— BEGIN Material for this exercise —

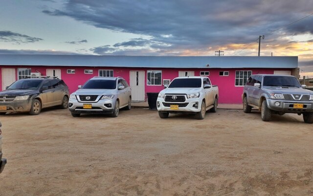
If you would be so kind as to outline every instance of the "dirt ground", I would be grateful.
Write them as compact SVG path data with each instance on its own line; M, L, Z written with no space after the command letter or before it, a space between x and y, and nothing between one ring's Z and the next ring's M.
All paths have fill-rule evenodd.
M50 109L0 121L1 196L313 195L313 125L296 114Z

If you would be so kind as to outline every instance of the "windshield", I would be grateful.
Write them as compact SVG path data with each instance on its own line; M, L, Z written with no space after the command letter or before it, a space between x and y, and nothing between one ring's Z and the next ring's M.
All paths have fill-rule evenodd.
M168 88L200 88L201 78L176 78Z
M8 89L37 89L43 81L42 80L20 80L12 84Z
M263 86L301 87L295 77L277 75L264 76Z
M115 89L116 81L111 80L89 80L82 87L82 89Z

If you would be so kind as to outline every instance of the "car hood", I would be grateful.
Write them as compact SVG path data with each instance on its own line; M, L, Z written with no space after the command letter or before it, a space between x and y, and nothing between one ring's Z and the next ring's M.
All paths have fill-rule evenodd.
M273 93L280 93L281 94L306 94L310 95L311 91L303 89L302 88L293 87L279 87L279 86L267 86L263 87L265 89Z
M39 91L37 90L7 89L0 92L0 96L21 96L30 95Z
M182 89L183 89L182 90ZM186 94L190 94L191 93L195 93L200 92L201 90L201 88L168 88L162 90L160 93L163 94L181 94L182 92Z
M100 95L115 94L115 89L80 89L74 93L78 95Z

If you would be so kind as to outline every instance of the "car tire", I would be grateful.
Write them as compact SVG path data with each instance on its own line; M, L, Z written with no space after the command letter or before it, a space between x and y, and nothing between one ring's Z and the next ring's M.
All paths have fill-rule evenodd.
M114 110L113 113L111 114L111 117L113 118L117 117L118 113L119 113L119 102L118 100L116 100L115 101L115 106L114 107Z
M214 103L213 103L214 107L210 109L210 112L213 113L217 112L217 98L215 98L215 99L214 99Z
M303 121L305 123L313 123L313 113L306 112L303 113Z
M62 104L61 105L62 109L67 109L68 107L68 98L67 96L63 97Z
M80 114L71 113L71 114L73 117L79 117L80 116Z
M128 105L125 107L126 110L130 110L132 109L132 98L130 97L128 99Z
M202 101L201 103L201 110L196 114L196 119L198 120L202 120L205 116L205 112L206 112L206 108L205 107L205 103L204 101Z
M34 99L31 103L31 107L29 111L31 115L38 115L41 111L41 103L39 100Z
M168 118L168 115L170 113L168 112L162 112L160 111L158 111L158 116L160 117L161 119L167 119Z
M269 121L271 112L270 110L268 107L266 100L264 100L262 102L262 106L261 108L261 118L263 121Z
M246 97L245 97L245 98L244 98L243 105L243 107L244 108L244 112L245 112L245 113L250 113L251 110L252 109L252 107L248 105L248 100L246 98Z

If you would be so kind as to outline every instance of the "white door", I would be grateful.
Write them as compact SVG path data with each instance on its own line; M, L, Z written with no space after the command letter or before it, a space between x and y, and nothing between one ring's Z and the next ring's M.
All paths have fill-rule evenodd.
M145 72L130 72L130 86L132 89L132 100L143 101L145 100Z
M61 70L47 69L47 76L57 77L58 78L61 79Z
M15 69L2 69L2 90L5 90L5 87L9 86L15 81Z
M288 75L291 74L291 71L274 71L274 74L275 75Z
M178 72L179 77L186 77L186 76L195 76L194 72L184 72L184 71Z

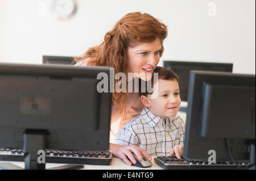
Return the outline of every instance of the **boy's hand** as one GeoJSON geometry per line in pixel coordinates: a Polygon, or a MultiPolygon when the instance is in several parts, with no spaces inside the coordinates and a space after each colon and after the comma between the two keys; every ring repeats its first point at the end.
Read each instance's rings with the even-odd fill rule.
{"type": "Polygon", "coordinates": [[[174,146],[174,148],[170,153],[171,156],[175,155],[177,159],[181,158],[181,157],[183,154],[183,148],[184,146],[180,145],[174,146]]]}

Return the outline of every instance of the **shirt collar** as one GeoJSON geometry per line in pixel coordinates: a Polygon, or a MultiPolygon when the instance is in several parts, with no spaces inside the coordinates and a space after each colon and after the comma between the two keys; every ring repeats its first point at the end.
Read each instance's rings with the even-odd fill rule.
{"type": "MultiPolygon", "coordinates": [[[[152,127],[154,127],[160,120],[164,121],[163,118],[153,114],[147,107],[144,107],[141,115],[144,120],[152,127]]],[[[167,117],[165,121],[166,123],[170,124],[171,121],[176,120],[178,117],[179,115],[176,115],[174,117],[167,117]]]]}

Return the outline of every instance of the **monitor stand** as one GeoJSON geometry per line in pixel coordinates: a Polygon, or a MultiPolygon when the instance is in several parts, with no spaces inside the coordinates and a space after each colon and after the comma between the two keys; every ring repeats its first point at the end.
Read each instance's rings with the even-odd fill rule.
{"type": "MultiPolygon", "coordinates": [[[[46,130],[27,129],[24,132],[24,155],[26,170],[45,170],[46,155],[38,156],[39,151],[44,151],[46,148],[46,130]]],[[[49,170],[75,170],[83,168],[81,165],[67,165],[49,170]]],[[[9,163],[0,163],[0,169],[22,170],[19,166],[9,163]]],[[[48,169],[47,169],[48,170],[48,169]]]]}

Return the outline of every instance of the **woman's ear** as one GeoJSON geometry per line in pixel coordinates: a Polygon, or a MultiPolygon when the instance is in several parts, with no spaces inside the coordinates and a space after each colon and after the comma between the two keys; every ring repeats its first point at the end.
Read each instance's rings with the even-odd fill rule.
{"type": "Polygon", "coordinates": [[[144,95],[142,95],[141,96],[141,102],[142,102],[142,104],[143,104],[143,105],[146,107],[150,107],[150,104],[148,102],[148,99],[147,99],[147,98],[144,96],[144,95]]]}

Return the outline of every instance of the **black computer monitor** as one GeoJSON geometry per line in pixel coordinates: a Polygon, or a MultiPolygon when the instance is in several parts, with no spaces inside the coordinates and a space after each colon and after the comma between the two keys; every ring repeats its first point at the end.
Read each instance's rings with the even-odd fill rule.
{"type": "Polygon", "coordinates": [[[232,72],[233,64],[164,61],[163,66],[172,70],[180,79],[180,99],[188,100],[188,80],[191,70],[232,72]]]}
{"type": "Polygon", "coordinates": [[[111,70],[1,64],[0,148],[23,149],[25,155],[46,149],[108,150],[112,94],[97,86],[98,74],[108,81],[111,70]]]}
{"type": "Polygon", "coordinates": [[[207,161],[214,150],[217,161],[249,159],[250,148],[255,149],[255,75],[191,71],[184,158],[207,161]]]}
{"type": "Polygon", "coordinates": [[[73,57],[43,56],[43,64],[73,65],[73,57]]]}

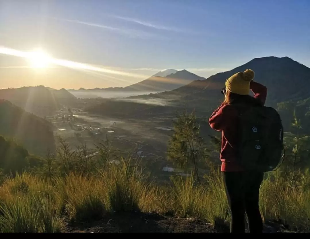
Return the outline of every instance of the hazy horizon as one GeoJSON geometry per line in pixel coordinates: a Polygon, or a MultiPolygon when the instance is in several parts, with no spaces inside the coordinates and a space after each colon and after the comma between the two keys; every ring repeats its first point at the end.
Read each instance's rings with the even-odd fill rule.
{"type": "Polygon", "coordinates": [[[0,89],[124,87],[166,69],[207,78],[271,56],[309,67],[309,7],[306,0],[0,0],[0,89]]]}

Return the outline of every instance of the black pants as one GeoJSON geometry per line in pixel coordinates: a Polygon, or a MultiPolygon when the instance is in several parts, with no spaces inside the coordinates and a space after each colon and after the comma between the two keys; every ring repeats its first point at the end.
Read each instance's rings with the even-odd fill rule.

— END Material for this exercise —

→ What is being asked: Print the rows from the line holding "Return the outline of every instance of the hazy" through the end of the rows, inclusive, reproducing each line verbatim.

→ Result of the task:
Return the outline of every instance of the hazy horizon as one GeoJSON geometry per line in pixel coordinates: a Polygon, or a MultiPolygon when the instance is in several parts, with no spaces inside the coordinates and a space after each colon and after the comma between the two keys; every ring repeats its first point at the end.
Read each instance's rings with the even-odd fill rule.
{"type": "Polygon", "coordinates": [[[0,89],[124,87],[166,69],[207,78],[271,56],[309,67],[309,7],[306,0],[0,0],[0,89]]]}

Return the outline of every instance of the black pants as one GeoJSON geometry per line in pixel coordinates: a Polygon, or a MultiPolygon when the instance is in several parts, with no spaces inside the coordinates and a space after each colon and after the comma between the two keys; every ring repeats its first point at the end.
Read each instance's rings with the even-odd fill rule.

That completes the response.